Entries shown:

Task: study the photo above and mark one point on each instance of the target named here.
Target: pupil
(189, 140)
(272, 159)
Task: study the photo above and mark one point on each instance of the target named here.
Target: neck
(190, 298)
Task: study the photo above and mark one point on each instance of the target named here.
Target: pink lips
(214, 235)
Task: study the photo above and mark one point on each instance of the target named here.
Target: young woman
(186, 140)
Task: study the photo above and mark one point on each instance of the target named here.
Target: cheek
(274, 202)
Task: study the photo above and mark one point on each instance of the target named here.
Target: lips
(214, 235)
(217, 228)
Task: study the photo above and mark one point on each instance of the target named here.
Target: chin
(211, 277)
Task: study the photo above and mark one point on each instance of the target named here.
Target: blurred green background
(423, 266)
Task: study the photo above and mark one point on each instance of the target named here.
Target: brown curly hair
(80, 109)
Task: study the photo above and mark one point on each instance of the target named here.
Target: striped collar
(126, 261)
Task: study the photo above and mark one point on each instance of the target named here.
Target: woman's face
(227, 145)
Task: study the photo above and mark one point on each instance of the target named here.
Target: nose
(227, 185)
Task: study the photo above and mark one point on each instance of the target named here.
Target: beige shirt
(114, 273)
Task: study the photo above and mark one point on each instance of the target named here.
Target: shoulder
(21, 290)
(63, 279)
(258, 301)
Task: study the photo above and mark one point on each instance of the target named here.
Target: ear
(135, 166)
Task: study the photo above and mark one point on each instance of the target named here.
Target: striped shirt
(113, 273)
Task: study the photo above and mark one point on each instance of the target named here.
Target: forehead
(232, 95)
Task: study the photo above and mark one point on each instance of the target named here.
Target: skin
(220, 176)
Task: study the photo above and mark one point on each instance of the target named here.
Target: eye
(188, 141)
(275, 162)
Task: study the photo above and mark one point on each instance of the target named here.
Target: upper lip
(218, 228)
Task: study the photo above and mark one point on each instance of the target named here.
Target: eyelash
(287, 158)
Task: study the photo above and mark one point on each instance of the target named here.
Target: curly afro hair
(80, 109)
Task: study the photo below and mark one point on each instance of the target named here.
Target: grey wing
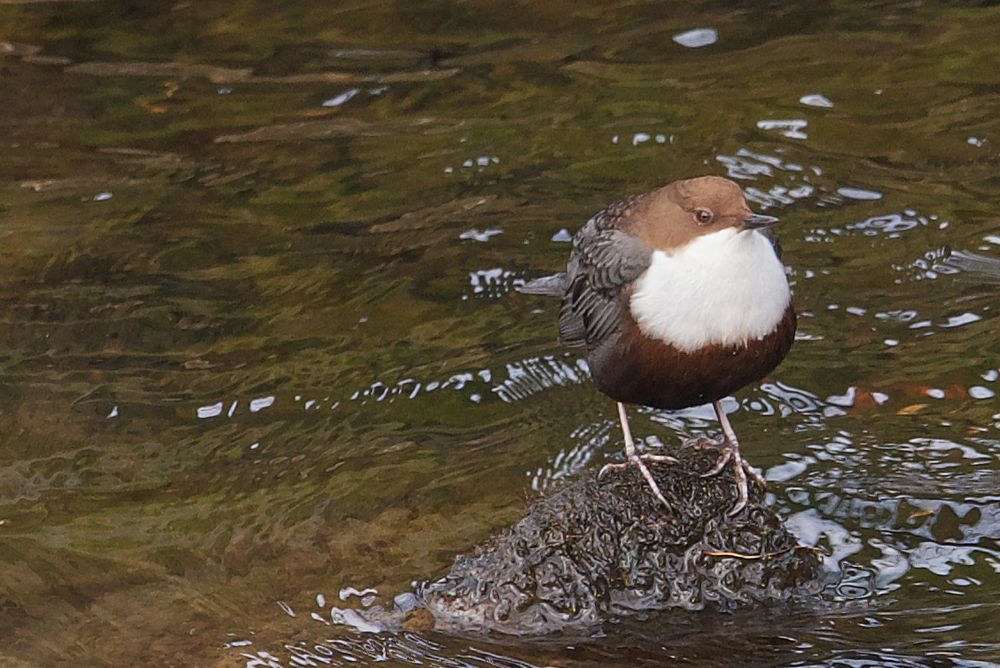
(603, 263)
(773, 238)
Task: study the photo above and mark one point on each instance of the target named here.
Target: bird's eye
(703, 216)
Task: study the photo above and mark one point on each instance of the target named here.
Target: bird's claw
(730, 451)
(639, 461)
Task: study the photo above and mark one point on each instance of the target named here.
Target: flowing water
(261, 351)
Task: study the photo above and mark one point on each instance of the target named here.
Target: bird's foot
(639, 461)
(729, 451)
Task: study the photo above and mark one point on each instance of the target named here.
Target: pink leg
(637, 460)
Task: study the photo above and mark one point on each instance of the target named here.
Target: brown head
(679, 212)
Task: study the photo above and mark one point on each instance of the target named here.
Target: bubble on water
(697, 37)
(859, 194)
(476, 235)
(980, 392)
(340, 99)
(816, 100)
(791, 128)
(212, 410)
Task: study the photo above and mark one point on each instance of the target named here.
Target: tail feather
(550, 286)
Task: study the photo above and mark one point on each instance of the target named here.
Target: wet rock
(598, 549)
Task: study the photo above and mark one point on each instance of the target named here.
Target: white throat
(723, 288)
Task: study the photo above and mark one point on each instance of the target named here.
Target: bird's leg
(731, 451)
(637, 460)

Work to be completed:
Restate each line of the records exactly; pictures do not belong in the copy.

Full response:
Task: study the photo above and mark one point on each instance of the target named here.
Target: pupil
(189, 140)
(272, 159)
Task: study the photo above and mark one point on each instance of the target named here.
Target: neck
(190, 298)
Task: study the photo above and mark one point on each instance of the target named here.
Target: pink lips
(214, 235)
Task: study the photo above and mark one point on each instance of the target named here.
Target: young woman
(186, 140)
Task: study the photo above and mark one point on each instance of the target named here.
Target: cheek
(274, 202)
Task: study the photo above and mark one point on each instance of the target named here.
Target: lips
(214, 235)
(217, 228)
Task: study the photo above and mark one point on each instance of the target named here.
Target: chin
(211, 277)
Task: study the photo above and mark one point on each instance of the target named here.
Target: blurred green background
(423, 266)
Task: study the photo above and mark one point on each instance of the target named here.
Target: brown curly hair
(80, 109)
Task: study the photo above and mark one point on each instance of the target named here.
Target: striped collar
(126, 261)
Task: study the photo above and mark one point on each instance of the target named here.
Target: woman's face
(227, 145)
Task: study the photo above and mark one point on each instance of the target named here.
Target: nose
(227, 185)
Task: study the photo above and mark one point on each instance of the target named here.
Target: beige shirt
(114, 273)
Task: study the photo above and mark one point on each instance of the target named here.
Target: shoulder
(21, 290)
(63, 279)
(258, 301)
Task: study the photo above and mark one point on each instance of the target named here.
Target: ear
(135, 166)
Task: study the photo above and mark one point on each instance of the target named here.
Target: striped shirt
(113, 273)
Task: study the photo above and mark one point on each instance of the target named here.
Target: forehead
(232, 95)
Task: study the photo above and mark one point on each instance of the target named here.
Target: skin
(220, 176)
Task: study the photo above and mark one point on each instance of the target named here.
Target: eye
(188, 141)
(275, 162)
Task: study the photo above and mark one point on each instance of the target named here.
Target: upper lip
(218, 228)
Task: study the photo above and mark one point on each instance of the target named here.
Target: eyelash
(287, 158)
Task: study the photo above and mark one point on each instance of the target named here.
Target: curly afro hair
(80, 109)
Task: study the photo below and mark one point on each instance of the target named here.
Target: grey wing
(603, 263)
(773, 238)
Task: study the photo above and mark one point on each instance of the target named here.
Target: bird's eye
(703, 216)
Task: study the photo above and mark one point on each instance of the target named here.
Target: bird's claw
(730, 451)
(639, 461)
Task: study the photo above and mark one point on each instance of the target named here.
Target: flowing water
(261, 351)
Task: study the photo above and mark one point on each instance of the target named here.
Target: bird's foot
(639, 461)
(729, 451)
Task: study the photo above and mark one point on each instance of the target named here.
Target: pink leg
(637, 460)
Task: study the photo above and mark one point on each instance of the target named here.
Target: brown head
(679, 212)
Task: study the photo above and mark one point on each instance of the target named here.
Target: bubble on water
(697, 37)
(859, 194)
(476, 235)
(980, 392)
(340, 99)
(816, 100)
(791, 128)
(212, 410)
Task: study the photo above and mark one point on each instance of the target named here.
Target: tail feather
(550, 286)
Task: study the photo above and mark one point on each instance of the target named here.
Target: wet rock
(598, 549)
Task: study the photo above and mark one point on each instance of the target named here.
Target: white throat
(723, 288)
Task: study the photo above and mark one point on each instance of the target named here.
Target: bird's leg
(731, 451)
(637, 460)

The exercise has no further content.